- [Problem to solve]
Rewrite the stretch of material from its start through the line containing "POLYGON ((388 24, 382" as a two-column CSV with the headers instruction and output. Each row should pair what is asked with the answer given, with each value in a single quoted field, line breaks replaced by spaces, and the pictures left out.

- [Records for this task]

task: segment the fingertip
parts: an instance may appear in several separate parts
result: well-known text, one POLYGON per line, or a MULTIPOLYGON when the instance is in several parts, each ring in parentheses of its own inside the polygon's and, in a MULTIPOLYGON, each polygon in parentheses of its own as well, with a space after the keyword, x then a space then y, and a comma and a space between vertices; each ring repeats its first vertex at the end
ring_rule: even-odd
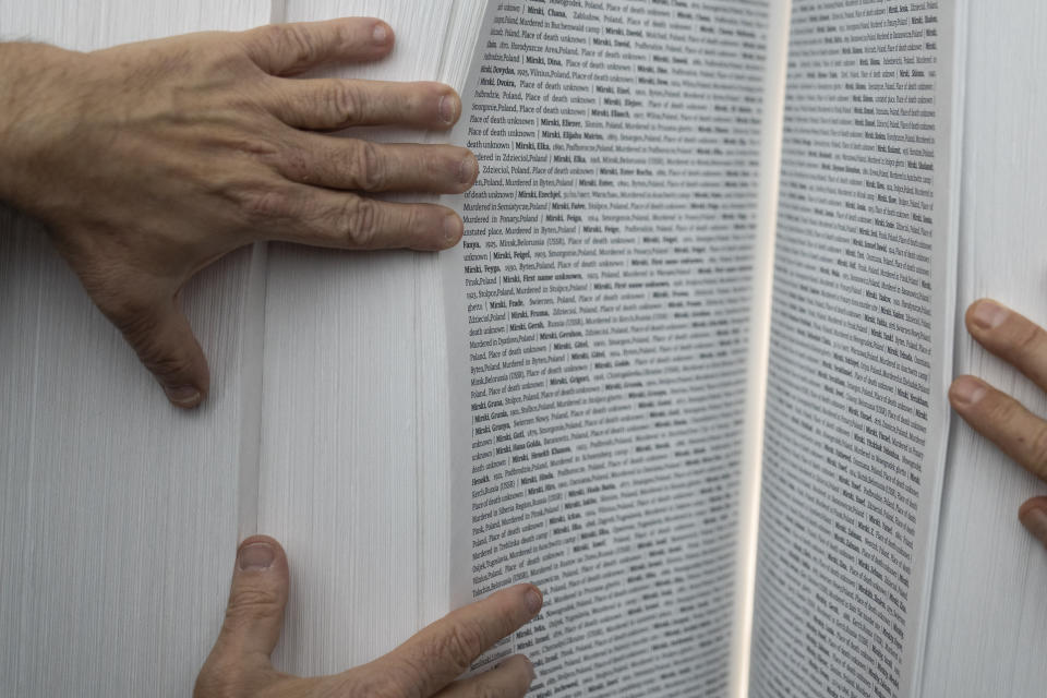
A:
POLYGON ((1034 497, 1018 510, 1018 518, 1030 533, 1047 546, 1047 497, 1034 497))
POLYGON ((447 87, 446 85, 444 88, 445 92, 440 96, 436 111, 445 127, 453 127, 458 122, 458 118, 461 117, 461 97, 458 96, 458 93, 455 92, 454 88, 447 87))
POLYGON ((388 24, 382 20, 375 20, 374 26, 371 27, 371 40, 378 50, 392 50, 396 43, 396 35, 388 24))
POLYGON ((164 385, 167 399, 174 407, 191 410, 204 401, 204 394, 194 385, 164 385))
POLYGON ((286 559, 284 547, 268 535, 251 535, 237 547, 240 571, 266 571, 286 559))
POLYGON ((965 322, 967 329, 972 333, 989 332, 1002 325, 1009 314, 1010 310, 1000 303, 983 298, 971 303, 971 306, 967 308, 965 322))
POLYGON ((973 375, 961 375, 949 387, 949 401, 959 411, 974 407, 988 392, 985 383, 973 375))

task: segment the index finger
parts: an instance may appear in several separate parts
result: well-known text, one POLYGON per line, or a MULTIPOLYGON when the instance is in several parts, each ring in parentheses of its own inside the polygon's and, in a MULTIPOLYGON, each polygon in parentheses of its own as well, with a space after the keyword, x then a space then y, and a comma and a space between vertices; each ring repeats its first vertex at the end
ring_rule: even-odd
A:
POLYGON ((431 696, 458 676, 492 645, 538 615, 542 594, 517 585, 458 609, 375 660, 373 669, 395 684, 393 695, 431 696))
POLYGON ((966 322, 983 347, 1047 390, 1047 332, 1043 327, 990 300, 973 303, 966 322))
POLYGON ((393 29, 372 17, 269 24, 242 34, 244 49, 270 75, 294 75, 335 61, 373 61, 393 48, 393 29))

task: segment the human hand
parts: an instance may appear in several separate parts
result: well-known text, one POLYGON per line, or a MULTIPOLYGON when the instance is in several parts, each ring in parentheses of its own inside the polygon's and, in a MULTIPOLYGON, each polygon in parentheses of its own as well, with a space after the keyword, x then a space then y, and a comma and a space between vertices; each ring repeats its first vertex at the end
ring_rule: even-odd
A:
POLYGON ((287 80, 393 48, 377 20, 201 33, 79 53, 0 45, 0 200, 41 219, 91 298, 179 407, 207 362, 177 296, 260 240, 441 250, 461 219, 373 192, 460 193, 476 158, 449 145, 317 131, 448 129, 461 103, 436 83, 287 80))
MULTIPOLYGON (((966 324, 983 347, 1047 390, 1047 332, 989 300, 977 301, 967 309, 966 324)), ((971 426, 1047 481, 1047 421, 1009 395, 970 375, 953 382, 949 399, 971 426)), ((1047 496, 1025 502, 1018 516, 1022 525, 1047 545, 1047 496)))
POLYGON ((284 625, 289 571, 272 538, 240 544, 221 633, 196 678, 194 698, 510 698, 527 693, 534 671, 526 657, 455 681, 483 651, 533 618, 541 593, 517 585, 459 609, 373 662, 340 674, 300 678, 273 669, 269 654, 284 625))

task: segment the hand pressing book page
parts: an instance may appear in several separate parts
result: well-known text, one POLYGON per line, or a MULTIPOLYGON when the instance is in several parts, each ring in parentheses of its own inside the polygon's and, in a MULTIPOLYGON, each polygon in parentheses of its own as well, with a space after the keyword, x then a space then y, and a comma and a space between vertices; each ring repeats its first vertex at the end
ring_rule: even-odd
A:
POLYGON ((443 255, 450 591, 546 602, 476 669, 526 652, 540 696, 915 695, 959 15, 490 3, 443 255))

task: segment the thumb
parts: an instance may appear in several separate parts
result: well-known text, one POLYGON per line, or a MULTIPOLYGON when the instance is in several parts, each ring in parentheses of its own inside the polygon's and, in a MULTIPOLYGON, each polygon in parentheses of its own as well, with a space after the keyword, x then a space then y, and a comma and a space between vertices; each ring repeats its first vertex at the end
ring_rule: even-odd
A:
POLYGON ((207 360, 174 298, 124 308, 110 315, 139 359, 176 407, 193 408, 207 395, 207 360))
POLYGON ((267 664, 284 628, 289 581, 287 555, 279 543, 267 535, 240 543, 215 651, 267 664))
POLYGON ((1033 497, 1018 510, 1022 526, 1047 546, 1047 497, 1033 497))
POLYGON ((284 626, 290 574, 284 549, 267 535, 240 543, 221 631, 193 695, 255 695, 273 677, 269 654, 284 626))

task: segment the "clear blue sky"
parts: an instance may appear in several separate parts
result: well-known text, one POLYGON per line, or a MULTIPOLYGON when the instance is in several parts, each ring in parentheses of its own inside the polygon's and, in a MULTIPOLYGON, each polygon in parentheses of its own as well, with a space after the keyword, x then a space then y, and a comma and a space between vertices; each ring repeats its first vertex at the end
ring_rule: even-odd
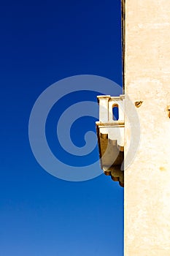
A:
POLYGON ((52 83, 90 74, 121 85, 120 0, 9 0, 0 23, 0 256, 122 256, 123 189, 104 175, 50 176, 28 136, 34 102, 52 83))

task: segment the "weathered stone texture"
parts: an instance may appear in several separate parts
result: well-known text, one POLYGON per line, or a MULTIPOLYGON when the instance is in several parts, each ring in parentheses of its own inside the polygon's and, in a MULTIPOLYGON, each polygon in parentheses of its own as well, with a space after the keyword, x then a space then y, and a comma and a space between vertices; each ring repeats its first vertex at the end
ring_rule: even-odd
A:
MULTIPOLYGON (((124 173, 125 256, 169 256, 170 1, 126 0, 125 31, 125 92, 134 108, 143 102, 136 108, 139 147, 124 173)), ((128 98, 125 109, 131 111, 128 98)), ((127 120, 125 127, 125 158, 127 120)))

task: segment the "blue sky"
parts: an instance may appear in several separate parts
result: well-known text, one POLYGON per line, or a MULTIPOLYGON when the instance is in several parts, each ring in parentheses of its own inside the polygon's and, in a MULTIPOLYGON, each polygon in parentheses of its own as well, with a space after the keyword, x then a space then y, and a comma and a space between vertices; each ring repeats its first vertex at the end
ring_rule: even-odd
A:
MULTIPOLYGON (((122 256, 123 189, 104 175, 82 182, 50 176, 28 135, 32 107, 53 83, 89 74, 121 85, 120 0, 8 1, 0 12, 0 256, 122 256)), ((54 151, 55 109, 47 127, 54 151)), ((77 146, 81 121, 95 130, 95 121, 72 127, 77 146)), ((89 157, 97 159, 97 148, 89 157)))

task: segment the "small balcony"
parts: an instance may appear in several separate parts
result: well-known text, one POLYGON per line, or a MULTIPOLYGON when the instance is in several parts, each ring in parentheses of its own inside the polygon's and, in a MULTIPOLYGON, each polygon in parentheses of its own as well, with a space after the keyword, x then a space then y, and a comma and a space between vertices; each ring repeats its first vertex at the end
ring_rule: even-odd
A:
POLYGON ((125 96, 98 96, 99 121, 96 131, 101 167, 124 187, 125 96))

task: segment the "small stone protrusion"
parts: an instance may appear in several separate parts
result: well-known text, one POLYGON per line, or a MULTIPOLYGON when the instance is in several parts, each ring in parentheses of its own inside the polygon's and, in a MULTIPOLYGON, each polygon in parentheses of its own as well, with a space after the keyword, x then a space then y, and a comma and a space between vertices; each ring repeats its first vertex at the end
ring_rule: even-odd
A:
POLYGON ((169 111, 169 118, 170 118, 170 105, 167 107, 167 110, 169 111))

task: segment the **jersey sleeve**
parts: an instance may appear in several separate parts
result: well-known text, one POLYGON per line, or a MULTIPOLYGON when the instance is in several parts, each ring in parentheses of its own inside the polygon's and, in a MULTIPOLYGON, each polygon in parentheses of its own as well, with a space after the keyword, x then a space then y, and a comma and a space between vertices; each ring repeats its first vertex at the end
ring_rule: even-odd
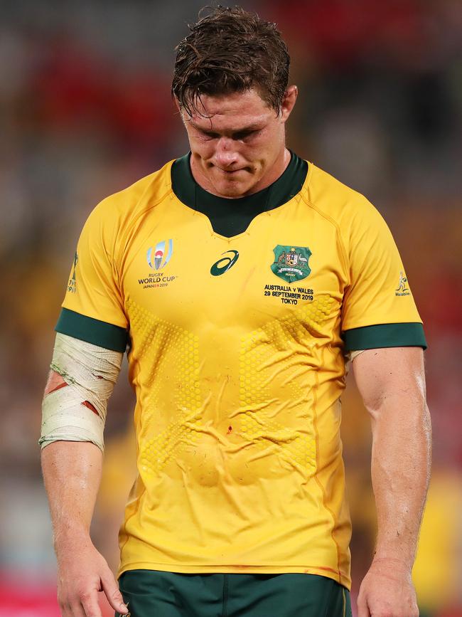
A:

- [Exercise solution]
instruction,output
"task: segment the fingertip parts: an instance may appear in several separate parts result: well-known text, one POLYGON per line, or a MULTIPOLYGON when the instance is in several parts, each ring in parentheses of its own inside the polygon's and, in a MULTIPOLYGON, each polygon in parentheses of its own as well, with a space after the keyword, x then a space then y, and a comma and a space between vertices; each ring repeats its first vertex at the end ring_rule: even-odd A:","POLYGON ((1034 497, 1018 510, 1018 518, 1030 533, 1047 546, 1047 497, 1034 497)) POLYGON ((447 87, 446 85, 444 88, 445 92, 440 96, 436 111, 445 127, 453 127, 458 122, 458 118, 461 117, 461 97, 458 96, 458 93, 455 92, 454 88, 447 87)) POLYGON ((388 24, 382 20, 375 20, 374 26, 371 27, 371 40, 378 50, 392 50, 396 43, 396 35, 388 24))"